▶ PROBLEM TO SOLVE
Write out all of the records below line for line, changing nothing.

(Stored data)

______

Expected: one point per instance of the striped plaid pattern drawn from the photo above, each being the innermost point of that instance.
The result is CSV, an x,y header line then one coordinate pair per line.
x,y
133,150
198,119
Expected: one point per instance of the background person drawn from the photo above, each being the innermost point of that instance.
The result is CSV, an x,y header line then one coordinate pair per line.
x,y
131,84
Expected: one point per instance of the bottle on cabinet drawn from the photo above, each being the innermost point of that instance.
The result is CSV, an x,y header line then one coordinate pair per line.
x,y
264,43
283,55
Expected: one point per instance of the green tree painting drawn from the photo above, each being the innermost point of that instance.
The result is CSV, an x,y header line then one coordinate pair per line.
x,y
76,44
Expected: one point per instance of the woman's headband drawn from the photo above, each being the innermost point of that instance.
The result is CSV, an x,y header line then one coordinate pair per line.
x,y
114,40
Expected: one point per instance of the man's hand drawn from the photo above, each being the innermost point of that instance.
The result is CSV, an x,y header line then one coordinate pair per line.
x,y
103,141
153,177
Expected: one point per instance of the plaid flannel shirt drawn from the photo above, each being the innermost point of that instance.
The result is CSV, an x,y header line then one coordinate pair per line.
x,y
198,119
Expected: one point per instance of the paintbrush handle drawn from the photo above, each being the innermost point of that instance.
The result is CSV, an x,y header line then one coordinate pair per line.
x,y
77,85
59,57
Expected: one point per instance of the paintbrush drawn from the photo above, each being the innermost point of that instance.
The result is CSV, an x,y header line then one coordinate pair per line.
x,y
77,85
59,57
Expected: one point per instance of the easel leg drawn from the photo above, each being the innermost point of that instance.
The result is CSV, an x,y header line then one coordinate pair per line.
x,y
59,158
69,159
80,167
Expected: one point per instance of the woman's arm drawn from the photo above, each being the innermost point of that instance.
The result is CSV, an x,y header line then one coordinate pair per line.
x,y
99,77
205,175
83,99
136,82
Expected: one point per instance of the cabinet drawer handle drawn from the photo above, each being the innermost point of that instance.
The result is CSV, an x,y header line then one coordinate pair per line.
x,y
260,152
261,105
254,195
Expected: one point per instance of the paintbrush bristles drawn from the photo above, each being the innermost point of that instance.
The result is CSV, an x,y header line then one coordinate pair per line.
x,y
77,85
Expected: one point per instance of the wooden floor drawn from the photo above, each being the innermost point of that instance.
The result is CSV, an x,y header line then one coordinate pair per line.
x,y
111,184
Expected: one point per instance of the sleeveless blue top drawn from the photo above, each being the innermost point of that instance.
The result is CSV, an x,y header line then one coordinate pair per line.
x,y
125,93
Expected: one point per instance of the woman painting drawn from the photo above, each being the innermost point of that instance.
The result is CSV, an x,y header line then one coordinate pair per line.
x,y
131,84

______

▶ RESULT BELOW
Expected: one point per instance of the striped plaid pattern drawn from the photo above, each being the innermost point of that instance.
The result is CSV, an x,y header line then one coordinate pair per line.
x,y
133,150
198,119
Expected: one point per instance of the background person drawn from the photo above, each being the innermost point of that instance.
The result is CSV, an x,y header line then one coordinate pair per line.
x,y
131,84
Expected: one point per instance of the bottle on cabinet drawn from the photo above, each being the innermost point of that instance.
The result is CSV, an x,y header line then one coordinate pair per line.
x,y
264,43
283,55
Expected: one point per instance of the green tree painting drawn from the photo above, each being the innermost point of that instance.
The result is CSV, an x,y header line then one coordinate pair per line.
x,y
76,44
Expected: one point per instance of the woman's headband drawn from the photo above, each being the innermost point of that instance.
The result is CSV, an x,y header line then one coordinate pair per line.
x,y
114,40
Expected: one point per instance of the man's hand drawn from the photo above, each being the innermost point of that instance.
The result is CSV, an x,y header line then one coordinate pair per line.
x,y
103,141
153,177
Expected: one point per instance of the plaid flannel shirt drawn from the photo above, each being the innermost point of that instance.
The result is CSV, an x,y header line then one coordinate pair per line.
x,y
198,119
Expected: one point per instance of the paintbrush handle drawn from the photo above, each being the innermost point of that instance.
The result is CSV, an x,y header line then one coordinate pair per line.
x,y
77,85
59,57
Expected: one point per instance of the paintbrush drawn from the photo above, each being the innermost point of that instance.
The result is CSV, an x,y header line then one coordinate pair per line.
x,y
77,85
59,57
Expected: one point per instance of the easel leg drawn from the photo above, each being the innermost point of that instance.
The result is CSV, an x,y header line then one coordinate pair per line.
x,y
59,158
69,159
80,167
Expected: one point per instance of the woman's arm drawn from the photo above, each being the innermost point of that instance.
The result is CSV, an x,y header line then one coordinate pair per line.
x,y
99,77
205,175
83,99
136,82
Expected: one point per instance of the cabinet drawer handle drawn from the photo above, each being the innermost point of that instance.
The result is CSV, an x,y header line then one coordinate pair per line.
x,y
260,152
261,105
254,195
Expected: one point per instance of the paintbrush bristles drawn from the photo above, each being the innermost point of that instance.
The result is CSV, an x,y header line then one coordinate pair per line.
x,y
77,85
Expected: one point per instance of the wooden floor drawn from the photo above, each being the innermost point of that instance.
The result is CSV, an x,y header line then one coordinate pair per line.
x,y
111,184
Expected: one point per instance of the sleeveless blue top drawn from the photo above, each being the innermost point of that instance.
The result is CSV, an x,y header line then one coordinate pair per line.
x,y
125,93
Expected: one point per instance of the woman painting drawn from the photo above, each being the innermost point of that instance.
The result is CSV, an x,y header line then one coordinate pair per line.
x,y
131,84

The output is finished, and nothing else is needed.